» DIRECTIVE
Return, unchanged, the stretch of entries from the line containing "[segment] cabinet front" through the line containing "[[[28,20],[28,98],[63,98],[65,21]]]", with both of those lines included.

# Start of SUPPLIED RECORDS

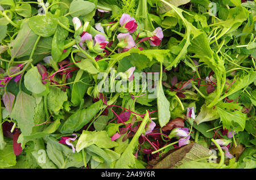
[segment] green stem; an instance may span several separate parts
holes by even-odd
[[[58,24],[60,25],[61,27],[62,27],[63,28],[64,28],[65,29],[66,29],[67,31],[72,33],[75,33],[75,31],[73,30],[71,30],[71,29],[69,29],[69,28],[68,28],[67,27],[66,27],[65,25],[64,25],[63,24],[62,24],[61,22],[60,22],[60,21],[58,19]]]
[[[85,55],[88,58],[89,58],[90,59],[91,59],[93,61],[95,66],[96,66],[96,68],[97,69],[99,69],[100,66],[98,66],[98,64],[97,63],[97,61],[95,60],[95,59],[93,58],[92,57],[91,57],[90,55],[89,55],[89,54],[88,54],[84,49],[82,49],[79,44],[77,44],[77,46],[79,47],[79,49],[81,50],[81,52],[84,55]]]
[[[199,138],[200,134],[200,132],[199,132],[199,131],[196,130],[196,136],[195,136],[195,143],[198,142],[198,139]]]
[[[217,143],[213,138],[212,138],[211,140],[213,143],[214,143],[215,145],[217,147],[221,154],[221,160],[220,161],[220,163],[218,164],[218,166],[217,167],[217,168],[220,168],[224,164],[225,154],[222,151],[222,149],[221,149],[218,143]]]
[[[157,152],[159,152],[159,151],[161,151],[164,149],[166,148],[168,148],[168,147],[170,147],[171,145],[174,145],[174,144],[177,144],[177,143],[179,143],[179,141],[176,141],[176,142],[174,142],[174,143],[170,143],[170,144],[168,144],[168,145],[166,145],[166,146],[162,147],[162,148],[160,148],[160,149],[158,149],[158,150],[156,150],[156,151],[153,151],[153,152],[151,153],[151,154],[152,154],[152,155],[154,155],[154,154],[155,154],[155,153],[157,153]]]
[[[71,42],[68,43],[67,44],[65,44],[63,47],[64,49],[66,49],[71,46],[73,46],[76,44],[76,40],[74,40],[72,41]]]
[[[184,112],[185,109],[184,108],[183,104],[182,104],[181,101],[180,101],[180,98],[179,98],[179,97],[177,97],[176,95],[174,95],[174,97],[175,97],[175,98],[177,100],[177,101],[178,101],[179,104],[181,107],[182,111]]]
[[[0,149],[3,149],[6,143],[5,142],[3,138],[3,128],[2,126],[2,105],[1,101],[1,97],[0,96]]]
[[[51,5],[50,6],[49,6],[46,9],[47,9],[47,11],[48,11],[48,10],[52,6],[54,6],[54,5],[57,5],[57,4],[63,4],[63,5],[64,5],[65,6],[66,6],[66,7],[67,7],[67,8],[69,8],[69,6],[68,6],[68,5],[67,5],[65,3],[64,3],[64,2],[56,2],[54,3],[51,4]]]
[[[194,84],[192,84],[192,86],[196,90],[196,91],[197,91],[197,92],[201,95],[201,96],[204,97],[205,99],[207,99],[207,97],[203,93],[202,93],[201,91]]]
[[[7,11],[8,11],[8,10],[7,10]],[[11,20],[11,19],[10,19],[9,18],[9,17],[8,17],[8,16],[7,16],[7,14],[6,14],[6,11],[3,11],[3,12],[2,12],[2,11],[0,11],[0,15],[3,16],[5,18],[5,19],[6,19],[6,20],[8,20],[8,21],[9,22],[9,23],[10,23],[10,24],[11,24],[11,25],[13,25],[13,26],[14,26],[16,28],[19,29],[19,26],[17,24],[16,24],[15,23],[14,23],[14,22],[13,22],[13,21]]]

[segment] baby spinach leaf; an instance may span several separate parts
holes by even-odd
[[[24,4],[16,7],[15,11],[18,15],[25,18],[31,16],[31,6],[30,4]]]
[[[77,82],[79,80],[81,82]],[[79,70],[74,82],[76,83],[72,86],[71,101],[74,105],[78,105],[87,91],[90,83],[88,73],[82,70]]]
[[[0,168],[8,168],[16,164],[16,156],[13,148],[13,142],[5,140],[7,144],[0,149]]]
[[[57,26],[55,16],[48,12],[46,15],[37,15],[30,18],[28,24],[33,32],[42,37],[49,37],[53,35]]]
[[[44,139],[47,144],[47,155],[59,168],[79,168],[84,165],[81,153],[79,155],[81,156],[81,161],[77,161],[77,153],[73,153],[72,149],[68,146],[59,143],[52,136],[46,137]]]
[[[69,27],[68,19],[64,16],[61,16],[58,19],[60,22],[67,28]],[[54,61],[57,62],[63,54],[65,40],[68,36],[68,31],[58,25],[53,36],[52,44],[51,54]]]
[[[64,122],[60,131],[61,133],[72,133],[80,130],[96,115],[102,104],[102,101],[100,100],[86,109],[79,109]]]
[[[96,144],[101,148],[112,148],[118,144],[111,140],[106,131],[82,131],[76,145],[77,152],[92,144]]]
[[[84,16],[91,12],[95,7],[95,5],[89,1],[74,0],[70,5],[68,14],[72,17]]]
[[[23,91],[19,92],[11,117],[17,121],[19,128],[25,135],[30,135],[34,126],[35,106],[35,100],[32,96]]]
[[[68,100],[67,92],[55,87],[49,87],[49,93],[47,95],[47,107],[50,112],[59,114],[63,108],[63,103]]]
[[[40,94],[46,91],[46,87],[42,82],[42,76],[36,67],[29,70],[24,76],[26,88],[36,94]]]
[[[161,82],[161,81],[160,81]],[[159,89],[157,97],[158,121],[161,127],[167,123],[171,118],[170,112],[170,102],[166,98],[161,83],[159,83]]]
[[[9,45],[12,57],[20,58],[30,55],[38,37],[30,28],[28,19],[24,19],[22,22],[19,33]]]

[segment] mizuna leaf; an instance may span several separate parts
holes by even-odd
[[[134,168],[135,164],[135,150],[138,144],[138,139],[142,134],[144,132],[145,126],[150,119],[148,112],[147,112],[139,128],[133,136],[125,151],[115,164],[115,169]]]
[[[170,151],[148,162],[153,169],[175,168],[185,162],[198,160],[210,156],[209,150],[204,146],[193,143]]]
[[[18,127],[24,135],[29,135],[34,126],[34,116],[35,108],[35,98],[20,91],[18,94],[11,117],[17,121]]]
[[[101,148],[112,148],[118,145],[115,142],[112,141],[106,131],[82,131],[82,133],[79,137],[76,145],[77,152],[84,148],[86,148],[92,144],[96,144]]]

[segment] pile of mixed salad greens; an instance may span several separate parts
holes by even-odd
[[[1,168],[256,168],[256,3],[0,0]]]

# End of SUPPLIED RECORDS
# Start of SUPPLIED RECORDS

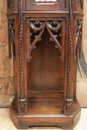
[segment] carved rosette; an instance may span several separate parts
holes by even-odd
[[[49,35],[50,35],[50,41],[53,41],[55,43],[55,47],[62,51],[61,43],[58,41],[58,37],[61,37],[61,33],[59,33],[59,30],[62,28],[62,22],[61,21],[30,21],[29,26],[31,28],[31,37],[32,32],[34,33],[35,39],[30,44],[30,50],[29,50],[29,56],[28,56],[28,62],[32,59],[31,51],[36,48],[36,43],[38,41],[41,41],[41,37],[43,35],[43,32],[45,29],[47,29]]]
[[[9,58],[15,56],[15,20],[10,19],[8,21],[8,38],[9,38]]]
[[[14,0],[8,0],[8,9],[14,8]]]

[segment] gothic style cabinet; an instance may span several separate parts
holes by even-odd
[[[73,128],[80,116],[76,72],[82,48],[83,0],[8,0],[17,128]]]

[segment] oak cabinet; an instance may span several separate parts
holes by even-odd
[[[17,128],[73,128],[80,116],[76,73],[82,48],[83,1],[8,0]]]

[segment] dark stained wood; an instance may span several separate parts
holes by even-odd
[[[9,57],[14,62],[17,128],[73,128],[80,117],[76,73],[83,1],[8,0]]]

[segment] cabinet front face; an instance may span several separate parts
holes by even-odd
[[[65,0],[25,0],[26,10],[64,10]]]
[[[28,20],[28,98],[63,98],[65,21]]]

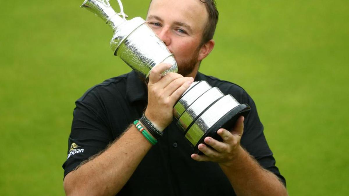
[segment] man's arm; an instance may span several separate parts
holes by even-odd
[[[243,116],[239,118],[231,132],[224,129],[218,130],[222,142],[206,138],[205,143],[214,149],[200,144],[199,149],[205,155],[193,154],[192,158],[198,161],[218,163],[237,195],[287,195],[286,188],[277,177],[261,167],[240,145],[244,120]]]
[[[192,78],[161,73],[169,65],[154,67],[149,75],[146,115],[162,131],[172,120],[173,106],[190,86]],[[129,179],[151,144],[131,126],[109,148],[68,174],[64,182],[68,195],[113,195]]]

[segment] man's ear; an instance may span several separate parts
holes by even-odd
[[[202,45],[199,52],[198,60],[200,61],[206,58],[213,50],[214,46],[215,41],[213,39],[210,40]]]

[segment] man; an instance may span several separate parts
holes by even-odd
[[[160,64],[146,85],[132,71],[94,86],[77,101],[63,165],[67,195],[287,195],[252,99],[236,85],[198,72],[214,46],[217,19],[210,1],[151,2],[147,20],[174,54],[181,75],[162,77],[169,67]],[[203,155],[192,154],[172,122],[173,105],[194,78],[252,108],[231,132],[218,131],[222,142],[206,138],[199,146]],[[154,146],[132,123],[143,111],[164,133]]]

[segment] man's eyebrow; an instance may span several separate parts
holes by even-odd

# End of SUPPLIED RECORDS

» OUTPUT BELOW
[segment] cabinet front face; an instance may span several separate parts
holes by even-odd
[[[65,0],[25,0],[26,10],[64,10]]]
[[[28,20],[28,98],[63,98],[65,21]]]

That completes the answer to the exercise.